### Text to read:

Because I was a working musician from around high-school onwards, and more seriously during the 1980s, spent quite a bit of time in recording studios. In the studios I noticed many different makes and models of monitor speakers, and a large percentage of them were made by JBL. I saw and heard in live venues JBL monitors on stage, since this was the era before those on stage were able to wear personal in-ear headphone monitors. When I left that world at the end of the 1980s and began to assemble an audio system for my home, I wanted to purchase a pair of JBL studio monitors.
This made perfect sense to me. I wanted to hear music in my home that sounded as close as possible to what the musicians and engineers heard it when they were making it. I considered other brands and models, and even came close to purchasing a used pair of Urei 813 monitors, since many of very larger studios I visited used them. But these dual woofer, horn loaded time-aligned speakers were too large. Even though my girlfriend was accustomed to me cramming our one bedroom apartment with music gear and LPs, I didn't think it would be fair to subject her to these very large, industrial designed speakers. They were also quite expensive.

### Problems to work on:
1. According to the text on studio monitors, why did the writer decide against the used pair of Urei 813 monitors?
2. Summarize the text on studio monitors in two sentences.
3. Transcribe the passage of the text on studio monitors starting at "Because I was" and ending at "JBL studio monitors.".

### Location identification items:
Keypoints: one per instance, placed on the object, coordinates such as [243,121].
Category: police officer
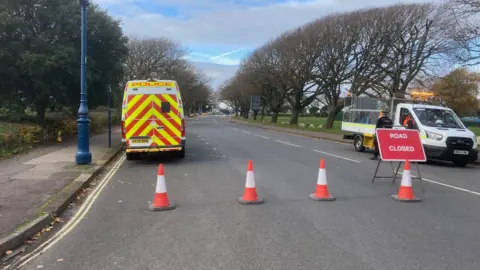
[382,122]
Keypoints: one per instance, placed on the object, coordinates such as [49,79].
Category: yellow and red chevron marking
[144,114]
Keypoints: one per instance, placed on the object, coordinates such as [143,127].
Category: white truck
[444,136]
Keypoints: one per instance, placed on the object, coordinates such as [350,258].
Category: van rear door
[138,127]
[166,118]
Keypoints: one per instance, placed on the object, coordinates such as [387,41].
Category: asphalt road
[363,229]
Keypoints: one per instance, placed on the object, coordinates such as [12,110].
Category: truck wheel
[358,144]
[460,163]
[181,154]
[132,156]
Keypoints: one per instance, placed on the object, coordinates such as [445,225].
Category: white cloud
[238,26]
[222,59]
[217,73]
[223,23]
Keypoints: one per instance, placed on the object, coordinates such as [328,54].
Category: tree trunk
[40,108]
[330,118]
[294,117]
[274,117]
[332,112]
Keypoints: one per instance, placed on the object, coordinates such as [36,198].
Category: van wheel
[181,154]
[132,156]
[460,163]
[358,144]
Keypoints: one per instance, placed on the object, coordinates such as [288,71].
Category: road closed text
[401,148]
[400,145]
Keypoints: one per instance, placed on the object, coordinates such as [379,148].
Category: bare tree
[298,52]
[412,36]
[163,58]
[260,70]
[156,56]
[339,37]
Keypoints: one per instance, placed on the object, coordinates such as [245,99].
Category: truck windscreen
[438,118]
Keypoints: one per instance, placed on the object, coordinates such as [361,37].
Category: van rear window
[165,107]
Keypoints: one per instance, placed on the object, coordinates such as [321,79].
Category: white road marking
[325,153]
[447,185]
[287,143]
[232,128]
[75,219]
[262,136]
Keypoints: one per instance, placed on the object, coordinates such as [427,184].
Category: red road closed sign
[400,145]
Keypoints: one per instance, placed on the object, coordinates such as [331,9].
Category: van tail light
[183,128]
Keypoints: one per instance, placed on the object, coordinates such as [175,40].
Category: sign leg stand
[376,170]
[396,171]
[420,177]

### Solutions to each task:
1. The writer found the speakers too large. It didn't seem fair to subject the girlfriend who shared the one-bedroom apartment to such very large, industrial designed speakers, and they were also quite expensive.

2. After years as a working musician who saw many JBL monitors in recording studios and on stage, the writer set out at the end of the 1980s to buy a pair of JBL studio monitors for a home audio system, wanting music at home to sound as close as possible to what musicians and engineers heard. The writer came close to buying a used pair of Urei 813 monitors, which many larger studios used, but judged them too large and too expensive for the one-bedroom apartment shared with a girlfriend.

3.
Because I was a working musician from around high-school onwards, and more seriously during the 1980s, spent quite a bit of time in recording studios. In the studios I noticed many different makes and models of monitor speakers, and a large percentage of them were made by JBL. I saw and heard in live venues JBL monitors on stage, since this was the era before those on stage were able to wear personal in-ear headphone monitors. When I left that world at the end of the 1980s and began to assemble an audio system for my home, I wanted to purchase a pair of JBL studio monitors.